═══ TRECHO DA PÁGINA ═══

A paranóia chegou a tal ponto que, possivelmente, para se fumar um mero cigarro, sossegadamente, só indo aos Andes ou aos Alpes. Agora, para se informar sem rancor, exigindo apenas uma leveza na escrita do texto, leia, no Caderno de Esportes, da Folha de São Paulo, pág. D5, de 27.11.2011, a crônica “Grito de campeão”, do Sr. Juca Kfouri. Ou, então, veja o filme “Sobre Café e Cigarros”, de Jim Jarmusch. E mais, se delicie com os poemas “Pronominais” e “Relicário”, de Oswald de Andrade, Poesias Reunidas (Ed Civilização Brasileira. / Círculo do Livro):

Pronominais
Dê-me um cigarro
Diz a gramática
Do professor e do aluno
E do mulato sabido

Mas o bom negro e o bom branco
Da Nação Brasileira
Dizem todos os dias
Deixa disso camarada
Me dá um cigarro

Relicário
No baile da Corte
Foi o Conde d’Eu quem disse
Pra Dona Benvínda
Que farinha de Suruí
Pinga de Parati
Fumo de Baependi
É comê bebê pitá e caí

Agora se quiser saber mais sobre a vida aflitiva dos fumantes ou dos quase não-fumantes leia a seguir a crônica do Veríssimo, sob o título de “Fumante” publicada, em 27 de Julho de 2003, no jornal “Estado de S. Paulo”, em seu Caderno 2/ Cultura:
                                             *
Fumante
 - Fumante ou não fumante?
- Não fumante.

═══ LISTAGEM ═══

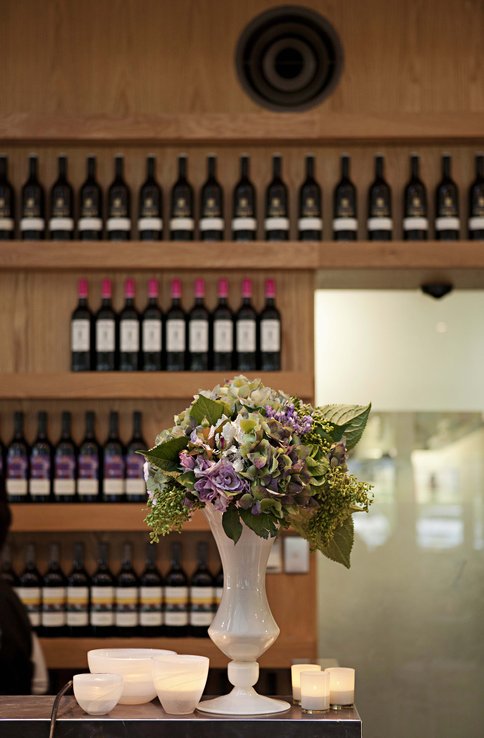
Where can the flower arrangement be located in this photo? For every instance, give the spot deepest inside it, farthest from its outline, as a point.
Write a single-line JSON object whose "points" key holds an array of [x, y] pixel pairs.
{"points": [[261, 458]]}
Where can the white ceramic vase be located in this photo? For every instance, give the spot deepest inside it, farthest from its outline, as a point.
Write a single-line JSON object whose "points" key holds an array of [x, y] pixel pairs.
{"points": [[243, 627]]}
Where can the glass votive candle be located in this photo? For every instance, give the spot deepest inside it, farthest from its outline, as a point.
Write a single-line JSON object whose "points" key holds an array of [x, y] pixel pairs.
{"points": [[296, 670], [341, 687], [314, 691]]}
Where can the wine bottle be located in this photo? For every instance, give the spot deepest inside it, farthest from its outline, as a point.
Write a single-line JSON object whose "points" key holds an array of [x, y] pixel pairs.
{"points": [[17, 463], [476, 202], [7, 203], [380, 222], [152, 331], [211, 205], [270, 330], [129, 330], [176, 596], [415, 208], [77, 595], [105, 331], [65, 463], [90, 224], [53, 609], [276, 222], [101, 608], [198, 330], [81, 331], [246, 331], [150, 212], [310, 224], [151, 596], [135, 482], [182, 222], [41, 463], [32, 220], [61, 223], [119, 204], [447, 221], [345, 224], [223, 330], [89, 463], [175, 331], [113, 464], [201, 594]]}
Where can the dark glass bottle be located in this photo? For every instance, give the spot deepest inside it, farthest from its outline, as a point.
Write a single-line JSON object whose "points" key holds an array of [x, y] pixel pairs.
{"points": [[182, 218], [90, 224], [135, 482], [176, 596], [81, 331], [244, 218], [17, 463], [198, 331], [41, 463], [223, 330], [201, 594], [77, 595], [212, 205], [447, 222], [7, 203], [61, 223], [175, 331], [129, 330], [270, 330], [246, 331], [150, 210], [32, 219], [476, 202], [152, 331], [310, 224], [119, 205], [105, 331], [89, 464], [113, 463], [276, 222], [415, 208], [65, 463]]}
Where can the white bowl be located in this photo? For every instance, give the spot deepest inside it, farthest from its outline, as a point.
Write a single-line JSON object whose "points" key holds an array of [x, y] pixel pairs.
{"points": [[97, 694], [134, 665]]}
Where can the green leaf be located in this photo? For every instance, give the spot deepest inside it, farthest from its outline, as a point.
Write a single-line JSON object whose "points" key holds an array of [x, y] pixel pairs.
{"points": [[231, 523], [204, 407]]}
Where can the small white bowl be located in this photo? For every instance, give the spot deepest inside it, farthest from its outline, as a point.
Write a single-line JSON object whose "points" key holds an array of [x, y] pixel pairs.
{"points": [[97, 694]]}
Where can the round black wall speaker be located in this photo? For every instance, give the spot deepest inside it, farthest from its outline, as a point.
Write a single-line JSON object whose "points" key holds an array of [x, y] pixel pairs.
{"points": [[289, 58]]}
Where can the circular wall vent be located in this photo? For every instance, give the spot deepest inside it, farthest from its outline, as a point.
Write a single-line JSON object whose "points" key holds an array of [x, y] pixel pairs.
{"points": [[289, 58]]}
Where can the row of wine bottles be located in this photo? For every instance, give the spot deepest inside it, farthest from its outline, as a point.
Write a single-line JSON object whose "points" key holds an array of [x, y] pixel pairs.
{"points": [[118, 225], [196, 340], [104, 604], [64, 472]]}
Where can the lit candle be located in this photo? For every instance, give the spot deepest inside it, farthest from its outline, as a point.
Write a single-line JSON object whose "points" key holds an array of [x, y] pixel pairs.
{"points": [[296, 669], [314, 691]]}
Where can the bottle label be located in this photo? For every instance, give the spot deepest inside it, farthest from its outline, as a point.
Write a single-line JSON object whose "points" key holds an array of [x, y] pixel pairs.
{"points": [[80, 335]]}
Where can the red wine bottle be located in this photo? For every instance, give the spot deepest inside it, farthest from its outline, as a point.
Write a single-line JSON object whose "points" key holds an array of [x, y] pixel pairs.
{"points": [[61, 223], [175, 331], [105, 331], [119, 205], [90, 224], [182, 220], [244, 211], [81, 332], [152, 331], [198, 331], [150, 210], [129, 330], [32, 219]]}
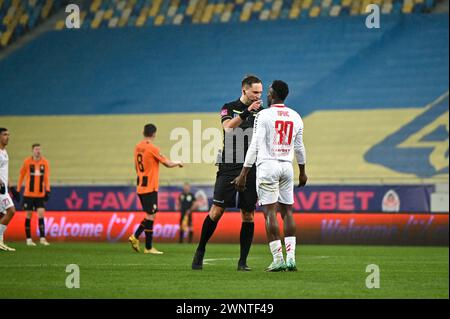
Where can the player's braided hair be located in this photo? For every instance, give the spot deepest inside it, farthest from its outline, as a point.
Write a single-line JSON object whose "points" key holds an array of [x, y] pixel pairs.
{"points": [[250, 79], [281, 89], [149, 130]]}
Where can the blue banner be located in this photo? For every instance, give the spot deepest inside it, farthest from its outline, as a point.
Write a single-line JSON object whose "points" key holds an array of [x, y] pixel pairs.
{"points": [[355, 198]]}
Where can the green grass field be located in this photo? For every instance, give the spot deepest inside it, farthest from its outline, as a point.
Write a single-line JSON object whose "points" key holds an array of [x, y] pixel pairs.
{"points": [[114, 271]]}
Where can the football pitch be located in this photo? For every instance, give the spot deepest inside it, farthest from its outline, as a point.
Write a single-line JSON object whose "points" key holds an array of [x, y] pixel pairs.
{"points": [[115, 271]]}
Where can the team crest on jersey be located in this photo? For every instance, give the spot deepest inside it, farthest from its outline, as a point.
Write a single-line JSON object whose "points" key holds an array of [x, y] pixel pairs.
{"points": [[391, 202]]}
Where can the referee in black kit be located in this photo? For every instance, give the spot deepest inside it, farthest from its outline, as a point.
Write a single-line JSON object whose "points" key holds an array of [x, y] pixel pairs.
{"points": [[237, 121]]}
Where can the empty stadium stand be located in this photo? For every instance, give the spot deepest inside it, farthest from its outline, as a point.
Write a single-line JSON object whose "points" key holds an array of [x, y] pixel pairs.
{"points": [[20, 16], [140, 13], [374, 102]]}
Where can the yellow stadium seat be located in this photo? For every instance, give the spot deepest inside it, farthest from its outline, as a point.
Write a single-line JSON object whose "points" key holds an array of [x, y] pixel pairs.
{"points": [[201, 5], [225, 17], [24, 19], [245, 15], [314, 12], [113, 22], [306, 4], [191, 8], [141, 20], [7, 20], [159, 20], [207, 14], [407, 8], [108, 14], [326, 3], [155, 8], [219, 8], [335, 10], [95, 5], [60, 25], [257, 6], [178, 19], [5, 37], [346, 3], [294, 13]]}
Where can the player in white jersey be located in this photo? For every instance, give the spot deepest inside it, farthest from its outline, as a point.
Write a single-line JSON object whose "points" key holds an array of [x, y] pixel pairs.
{"points": [[6, 203], [277, 134]]}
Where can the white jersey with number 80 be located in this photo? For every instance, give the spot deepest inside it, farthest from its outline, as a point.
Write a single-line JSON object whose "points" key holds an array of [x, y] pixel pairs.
{"points": [[277, 134]]}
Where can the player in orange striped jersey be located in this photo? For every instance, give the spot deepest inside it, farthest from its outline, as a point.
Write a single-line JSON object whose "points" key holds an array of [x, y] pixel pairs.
{"points": [[36, 173], [147, 157]]}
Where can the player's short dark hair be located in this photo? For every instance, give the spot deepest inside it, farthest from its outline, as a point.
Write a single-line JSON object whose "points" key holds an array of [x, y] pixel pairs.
{"points": [[250, 79], [149, 130], [281, 89]]}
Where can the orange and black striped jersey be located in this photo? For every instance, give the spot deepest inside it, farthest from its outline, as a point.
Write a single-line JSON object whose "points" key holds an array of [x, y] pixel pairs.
{"points": [[146, 160], [37, 177]]}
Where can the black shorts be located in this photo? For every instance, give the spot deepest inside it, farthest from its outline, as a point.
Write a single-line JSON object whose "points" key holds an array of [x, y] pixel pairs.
{"points": [[183, 214], [33, 203], [225, 192], [149, 202]]}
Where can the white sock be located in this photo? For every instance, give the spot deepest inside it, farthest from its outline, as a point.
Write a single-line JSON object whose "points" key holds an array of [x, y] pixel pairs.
{"points": [[290, 247], [277, 250], [2, 230]]}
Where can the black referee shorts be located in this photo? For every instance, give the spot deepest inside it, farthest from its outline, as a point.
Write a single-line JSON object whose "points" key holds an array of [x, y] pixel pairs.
{"points": [[225, 192], [149, 202], [33, 203]]}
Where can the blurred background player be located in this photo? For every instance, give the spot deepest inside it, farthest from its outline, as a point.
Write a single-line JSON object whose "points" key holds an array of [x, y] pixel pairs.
{"points": [[278, 132], [147, 157], [186, 202], [36, 173], [6, 203], [234, 115]]}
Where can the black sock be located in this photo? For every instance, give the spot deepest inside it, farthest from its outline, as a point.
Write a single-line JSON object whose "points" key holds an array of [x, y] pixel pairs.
{"points": [[148, 234], [140, 229], [42, 227], [246, 238], [208, 228], [28, 228], [181, 236]]}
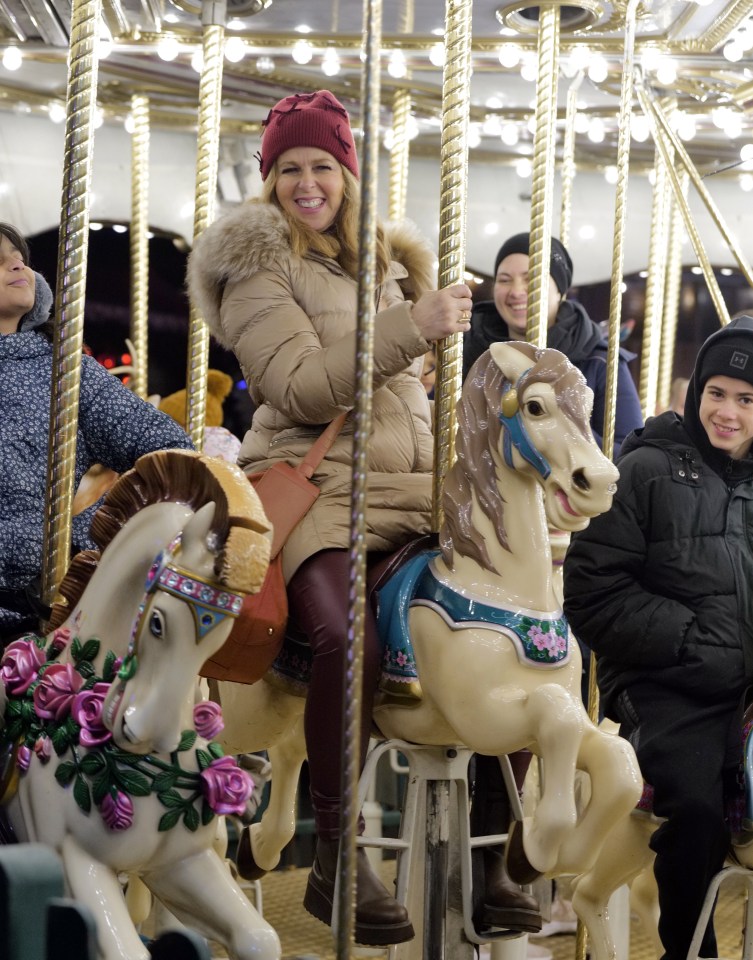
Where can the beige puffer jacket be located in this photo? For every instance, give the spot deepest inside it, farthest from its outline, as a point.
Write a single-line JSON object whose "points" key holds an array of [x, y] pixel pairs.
{"points": [[291, 322]]}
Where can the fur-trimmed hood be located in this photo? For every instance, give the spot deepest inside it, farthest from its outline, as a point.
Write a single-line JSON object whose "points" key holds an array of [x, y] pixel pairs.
{"points": [[255, 236]]}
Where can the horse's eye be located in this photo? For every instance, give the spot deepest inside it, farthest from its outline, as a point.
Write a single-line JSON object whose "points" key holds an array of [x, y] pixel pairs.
{"points": [[157, 624]]}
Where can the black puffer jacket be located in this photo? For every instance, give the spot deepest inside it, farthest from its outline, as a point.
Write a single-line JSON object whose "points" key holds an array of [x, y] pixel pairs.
{"points": [[661, 586]]}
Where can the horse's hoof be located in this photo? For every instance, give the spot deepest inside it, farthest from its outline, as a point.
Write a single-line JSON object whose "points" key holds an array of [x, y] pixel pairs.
{"points": [[245, 863], [518, 865]]}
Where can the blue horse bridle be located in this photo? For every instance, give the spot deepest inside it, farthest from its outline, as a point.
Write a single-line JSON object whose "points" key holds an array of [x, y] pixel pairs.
{"points": [[515, 434]]}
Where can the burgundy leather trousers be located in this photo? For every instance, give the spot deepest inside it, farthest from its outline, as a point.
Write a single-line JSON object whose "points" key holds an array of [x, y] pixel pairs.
{"points": [[318, 602]]}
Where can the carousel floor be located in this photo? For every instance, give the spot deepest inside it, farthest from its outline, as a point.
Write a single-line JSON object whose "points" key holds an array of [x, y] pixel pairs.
{"points": [[304, 938]]}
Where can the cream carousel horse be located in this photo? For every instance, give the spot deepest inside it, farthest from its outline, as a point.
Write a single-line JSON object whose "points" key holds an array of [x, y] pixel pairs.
{"points": [[496, 668], [111, 759]]}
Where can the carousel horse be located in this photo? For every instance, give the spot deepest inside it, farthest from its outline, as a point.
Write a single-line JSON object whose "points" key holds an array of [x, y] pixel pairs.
{"points": [[110, 757], [496, 670]]}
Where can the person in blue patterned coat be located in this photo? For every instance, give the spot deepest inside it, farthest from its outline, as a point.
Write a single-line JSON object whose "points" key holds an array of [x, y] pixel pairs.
{"points": [[115, 428]]}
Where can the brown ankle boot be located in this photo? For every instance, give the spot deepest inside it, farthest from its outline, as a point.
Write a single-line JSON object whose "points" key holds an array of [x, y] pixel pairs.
{"points": [[503, 903], [380, 920]]}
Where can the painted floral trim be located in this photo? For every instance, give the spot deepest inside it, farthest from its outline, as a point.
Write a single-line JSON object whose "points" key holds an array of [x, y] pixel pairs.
{"points": [[58, 707]]}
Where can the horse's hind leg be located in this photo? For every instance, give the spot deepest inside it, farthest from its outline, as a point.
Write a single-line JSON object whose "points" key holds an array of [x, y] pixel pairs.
{"points": [[616, 786], [201, 893], [99, 889], [264, 841]]}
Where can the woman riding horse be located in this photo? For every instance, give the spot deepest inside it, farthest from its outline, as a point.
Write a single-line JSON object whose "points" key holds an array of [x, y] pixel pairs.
{"points": [[276, 281]]}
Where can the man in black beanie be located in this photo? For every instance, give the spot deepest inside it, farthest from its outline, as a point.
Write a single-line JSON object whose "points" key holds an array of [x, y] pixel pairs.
{"points": [[661, 589], [571, 330]]}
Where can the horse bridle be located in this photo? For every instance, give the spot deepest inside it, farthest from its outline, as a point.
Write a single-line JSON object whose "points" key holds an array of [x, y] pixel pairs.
{"points": [[209, 602], [515, 433]]}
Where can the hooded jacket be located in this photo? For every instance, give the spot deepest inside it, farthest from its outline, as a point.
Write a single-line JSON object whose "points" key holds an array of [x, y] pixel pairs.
{"points": [[291, 322], [659, 587], [115, 428], [577, 336]]}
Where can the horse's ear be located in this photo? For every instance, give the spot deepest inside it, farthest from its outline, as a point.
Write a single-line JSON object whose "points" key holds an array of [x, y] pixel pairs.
{"points": [[512, 358], [194, 544]]}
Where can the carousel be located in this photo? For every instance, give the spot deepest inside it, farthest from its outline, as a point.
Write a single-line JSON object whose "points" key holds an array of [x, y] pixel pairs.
{"points": [[153, 809]]}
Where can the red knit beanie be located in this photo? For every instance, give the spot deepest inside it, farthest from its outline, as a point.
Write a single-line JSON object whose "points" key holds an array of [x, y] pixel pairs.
{"points": [[308, 120]]}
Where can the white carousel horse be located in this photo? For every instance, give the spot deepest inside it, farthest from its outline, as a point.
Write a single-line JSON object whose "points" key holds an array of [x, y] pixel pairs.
{"points": [[501, 674], [112, 762]]}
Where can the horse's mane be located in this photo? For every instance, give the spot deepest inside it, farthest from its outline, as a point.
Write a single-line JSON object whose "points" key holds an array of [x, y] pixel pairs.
{"points": [[180, 476], [478, 434]]}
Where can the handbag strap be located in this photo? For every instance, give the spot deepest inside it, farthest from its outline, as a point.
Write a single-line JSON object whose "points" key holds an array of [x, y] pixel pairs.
{"points": [[321, 446]]}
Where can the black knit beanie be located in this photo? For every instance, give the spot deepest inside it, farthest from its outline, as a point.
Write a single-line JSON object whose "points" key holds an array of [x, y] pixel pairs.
{"points": [[560, 264]]}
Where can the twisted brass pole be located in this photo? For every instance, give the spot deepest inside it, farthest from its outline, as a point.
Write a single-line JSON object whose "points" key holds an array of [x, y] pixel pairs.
{"points": [[542, 191], [207, 159], [456, 86], [400, 155], [657, 264], [353, 685], [708, 272], [139, 243], [568, 159], [73, 246], [672, 296], [700, 186]]}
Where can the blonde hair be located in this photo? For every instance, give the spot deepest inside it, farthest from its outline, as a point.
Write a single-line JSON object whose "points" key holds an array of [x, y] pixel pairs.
{"points": [[340, 241]]}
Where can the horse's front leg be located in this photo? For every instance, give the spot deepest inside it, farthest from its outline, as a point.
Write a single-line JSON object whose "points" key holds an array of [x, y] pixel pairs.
{"points": [[98, 887], [616, 786], [557, 720], [200, 892]]}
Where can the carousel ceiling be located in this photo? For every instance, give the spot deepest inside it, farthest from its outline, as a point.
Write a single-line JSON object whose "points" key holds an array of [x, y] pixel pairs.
{"points": [[694, 57]]}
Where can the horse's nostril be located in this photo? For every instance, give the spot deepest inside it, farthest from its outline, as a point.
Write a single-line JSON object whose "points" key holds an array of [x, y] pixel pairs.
{"points": [[580, 480]]}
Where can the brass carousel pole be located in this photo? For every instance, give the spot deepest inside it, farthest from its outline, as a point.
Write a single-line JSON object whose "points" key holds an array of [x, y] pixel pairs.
{"points": [[73, 246], [695, 238], [456, 84], [700, 186], [210, 94], [139, 243], [615, 311], [671, 297], [568, 159], [544, 161], [655, 283], [351, 739], [400, 154]]}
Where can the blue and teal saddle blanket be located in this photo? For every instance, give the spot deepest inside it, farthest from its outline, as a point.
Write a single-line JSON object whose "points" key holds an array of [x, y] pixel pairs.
{"points": [[540, 640]]}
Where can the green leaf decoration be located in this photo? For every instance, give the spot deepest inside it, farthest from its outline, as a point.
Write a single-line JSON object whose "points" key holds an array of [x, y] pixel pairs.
{"points": [[82, 795], [164, 781], [108, 672], [187, 740], [191, 818], [171, 798], [93, 763], [60, 740], [100, 788], [65, 772], [130, 781], [168, 820], [89, 652], [85, 669]]}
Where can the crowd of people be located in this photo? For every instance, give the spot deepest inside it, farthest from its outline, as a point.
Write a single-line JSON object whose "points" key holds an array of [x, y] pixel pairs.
{"points": [[657, 587]]}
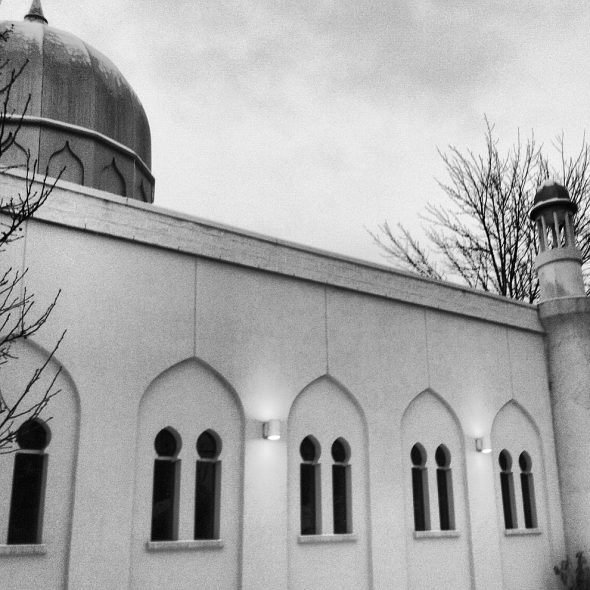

═══

• [TAREFAS]
**1)** Extraia do trecho sobre o cigarro a parte que começa em "Agora se quiser" e termina em "- Não fumante.", copiando-a sem nenhuma alteração.
**2)** Dê continuidade ao trecho sobre o cigarro a partir do ponto em que ele termina.

• [RESULTADOS FINAIS]
**1)**
Agora se quiser saber mais sobre a vida aflitiva dos fumantes ou dos quase não-fumantes leia a seguir a crônica do Veríssimo, sob o título de “Fumante” publicada, em 27 de Julho de 2003, no jornal “Estado de S. Paulo”, em seu Caderno 2/ Cultura:
                                             *
Fumante
 - Fumante ou não fumante?
- Não fumante.

**2)**
- Por aqui, por fav…
- Espere.
- Pois não?
- Fumante.
- Como?
- Eu sou fumante. Era, Sou. Estou tentando parar.
- Muito bem. Fumante, então?
- É. Não! Eu preciso parar. Os outros vão estar fumando e vai me dar vontade. Melhor ficar com os não fumantes. Assim não fumo. Não por firmeza de caráter, mas por medo dos protestos. Não fumantes. Isso, Pronto.
- Tem certeza?
- Absoluta.
- Muito bem. Mesa para um, na seção de…
- Espere. Eu não vou aguentar. Fumante, fumante. Estou há quase duas semanas sem fumar. Nunca fiquei tanto tempo, das outras vezes que parei. Sinto que vou recomeçar hoje. Fumante. Definitivamente fumante.
- Muito bem. Siga-me por fa…
- Espere.
- Sim?
- Não tem uma seção mista?
- Não, cavalheiro. Eu…
- Deveria haver um salão só para os indecisos. Para os que pararam, mas poderiam ter uma recaída a qualquer momento.
- Infelizmente…
- Uma espécie de purgatório, para os que merecem o inferno, mas também merecem uma oportunidade de arrependimento e salvação. Por que não uma seção para não fumantes com sursis? Para semi-fumantes? Com direito a, no máximo três cigarros?
- Infelizmente…
- Dois?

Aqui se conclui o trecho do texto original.